*Exercise brief*.
Search the records below for the string "Reviewer" and copy each line where it turns up.

Stored data
○ ○ ○ ○ ○ ○ ○
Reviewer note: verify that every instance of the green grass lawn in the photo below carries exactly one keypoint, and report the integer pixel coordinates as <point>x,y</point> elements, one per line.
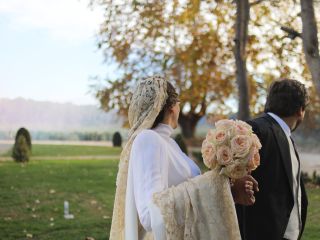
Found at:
<point>70,150</point>
<point>31,199</point>
<point>32,196</point>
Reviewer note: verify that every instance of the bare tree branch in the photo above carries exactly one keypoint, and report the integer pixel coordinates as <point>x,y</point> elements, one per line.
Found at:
<point>292,34</point>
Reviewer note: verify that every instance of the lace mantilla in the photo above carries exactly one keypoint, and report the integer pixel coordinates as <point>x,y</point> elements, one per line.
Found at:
<point>147,101</point>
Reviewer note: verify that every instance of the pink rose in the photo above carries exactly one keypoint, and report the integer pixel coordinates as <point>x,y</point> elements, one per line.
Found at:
<point>208,151</point>
<point>224,155</point>
<point>254,160</point>
<point>240,145</point>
○ ○ ○ ○ ○ ○ ○
*Result for this task*.
Reviewer note: verify that every instance of the green grass lawn in the photo below carries exactly one keypoint, and report the integer pixel coordinates as <point>x,y</point> elements, one per line.
Reviewer note: verify that every instance of the bare tree branch in the photo above carries exactly one keypoint, and report the integer pixel coordinates as <point>x,y</point> elements, one per line.
Reviewer note: verify that every instance of the lace mantilla in the photo above carries exactly one keypoint, and report the integer pixel coordinates as <point>x,y</point> elements, one per line.
Reviewer note: verify that every instance of the pink rose in the photo above carries exactly one keypoint, and report the integer pixel coordinates as <point>x,y</point> elements, one per line.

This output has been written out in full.